━━━ PASSAGE TO READ ━━━
Content warning: This article includes references to topics that may be considered triggering. Please proceed with discretion. If you are in need of immediate support, you can contact the Crisis Text Line at any time by texting HOME to 741741. If you are experiencing or witnessing any form of abuse, you can also contact the National Domestic Violence Hotline at 1-800-799-SAFE (7233).

Strong friendships can be beneficial to your mental health and overall well-being. However, like any relationship, friendships have the potential to develop draining, distressing, unhealthy, or otherwise toxic dynamics. Since this type of connection can be harmful to your health and well-being, it can be helpful to understand the warning signs of a potentially toxic friendship so you can make informed decisions that support your well-being. 

The importance of healthy friendships and social connections

A healthy friendship may offer many different kinds of benefits, such as emotional support, fun, inspiration, and a sense of belonging. Friends can help us feel seen and remind us that we’re not alone in whatever we may be facing in life, and good friends can help each other grow. Strong friendships could also have positive health impacts. For instance, consider a research review on the topic indicating that social connectedness may predict mental health overall. More broadly, the experience of chronic loneliness has been tied to a set of potential negative health outcomes that even include an increased risk of mortality, so the importance of strong social connections has never been more apparent.

However, not all friendships are created equal, and those with unhealthy dynamics may do more harm than good. They have the potential to cause stress and loneliness and damage self-esteem, and they may even contribute to the development of a mental health condition like anxiety or depression. That’s why learning to identify potentially harmful elements of a friendship or any other relationship can be so important, so you can recognize when it may be time to take a step back for your own well-being.

What is a toxic friendship?

A toxic relationship is one characterized by unhealthy behaviors and ways of interacting that harm one or both parties. Toxic relationships can exist between family members, coworkers, romantic partners, or platonic friends. Healthy friendships are usually marked by respect, mutual support, and kindness, while unhealthy or toxic friendships may feature dishonesty, insults, frequent conflict, or manipulation. Spending time in this dynamic may be emotionally exhausting and distressing.

Note that a friendship can start out positively but develop unhealthy elements over time, or these elements may show themselves from the beginning. Also note that no relationship is perfect, but that the difference between a naturally flawed human relationship and an unhealthy or toxic one usually comes down to the magnitude of the problems and how they are handled by the person(s) causing them.
━━━ MATERIAL SHOWN ━━━
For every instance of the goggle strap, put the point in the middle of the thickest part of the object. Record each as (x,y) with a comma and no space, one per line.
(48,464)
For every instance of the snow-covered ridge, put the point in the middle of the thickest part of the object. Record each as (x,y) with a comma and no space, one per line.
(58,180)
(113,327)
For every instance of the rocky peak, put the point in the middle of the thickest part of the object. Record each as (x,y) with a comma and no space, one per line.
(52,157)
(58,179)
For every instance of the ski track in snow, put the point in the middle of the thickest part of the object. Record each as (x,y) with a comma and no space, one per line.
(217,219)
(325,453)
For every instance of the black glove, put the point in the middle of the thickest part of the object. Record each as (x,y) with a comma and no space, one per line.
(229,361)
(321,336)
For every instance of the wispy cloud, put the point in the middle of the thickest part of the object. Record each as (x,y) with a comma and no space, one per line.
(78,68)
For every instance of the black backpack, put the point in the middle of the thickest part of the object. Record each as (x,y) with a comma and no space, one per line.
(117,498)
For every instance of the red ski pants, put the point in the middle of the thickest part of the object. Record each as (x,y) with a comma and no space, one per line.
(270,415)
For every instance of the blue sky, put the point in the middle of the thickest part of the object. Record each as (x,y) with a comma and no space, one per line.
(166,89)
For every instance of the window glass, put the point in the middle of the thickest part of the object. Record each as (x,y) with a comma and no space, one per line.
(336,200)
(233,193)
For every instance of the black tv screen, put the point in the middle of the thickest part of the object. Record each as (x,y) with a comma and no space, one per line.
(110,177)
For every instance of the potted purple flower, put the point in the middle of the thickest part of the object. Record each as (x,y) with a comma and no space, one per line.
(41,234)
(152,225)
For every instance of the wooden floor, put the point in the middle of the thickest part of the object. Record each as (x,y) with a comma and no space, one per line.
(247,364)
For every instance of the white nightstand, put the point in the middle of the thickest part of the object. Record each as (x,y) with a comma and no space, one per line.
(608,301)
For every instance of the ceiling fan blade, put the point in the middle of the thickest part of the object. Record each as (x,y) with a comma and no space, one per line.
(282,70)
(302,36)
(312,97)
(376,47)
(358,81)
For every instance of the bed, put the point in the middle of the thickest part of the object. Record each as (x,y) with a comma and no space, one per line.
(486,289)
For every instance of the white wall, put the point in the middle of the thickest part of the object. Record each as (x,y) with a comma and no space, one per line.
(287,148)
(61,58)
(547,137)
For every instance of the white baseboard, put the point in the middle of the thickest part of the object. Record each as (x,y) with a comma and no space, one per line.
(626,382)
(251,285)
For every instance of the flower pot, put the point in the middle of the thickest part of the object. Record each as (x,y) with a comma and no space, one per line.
━━━
Answer these questions from the article on toxic friendships:
(a) What should someone text, and to what number, to reach the Crisis Text Line?
(b) Between which kinds of people can toxic relationships exist?
(c) What does the difference between a naturally flawed relationship and an unhealthy or toxic one usually come down to?

(a) Text HOME to 741741.
(b) Family members, coworkers, romantic partners, or platonic friends.
(c) The magnitude of the problems and how they are handled by the person(s) causing them.